WHAT THE EXERCISE ASKS => Output all of the entries beneath, exactly as written.

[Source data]
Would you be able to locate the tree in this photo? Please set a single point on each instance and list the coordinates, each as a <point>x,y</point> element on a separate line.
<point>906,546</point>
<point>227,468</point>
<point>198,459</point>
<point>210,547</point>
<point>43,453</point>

TASK RESPONSE =>
Would you be able to locate the tree in this photo? Please set a single point on each instance and list the coordinates, each as a <point>x,y</point> element on a separate line.
<point>906,546</point>
<point>227,468</point>
<point>198,459</point>
<point>210,547</point>
<point>43,453</point>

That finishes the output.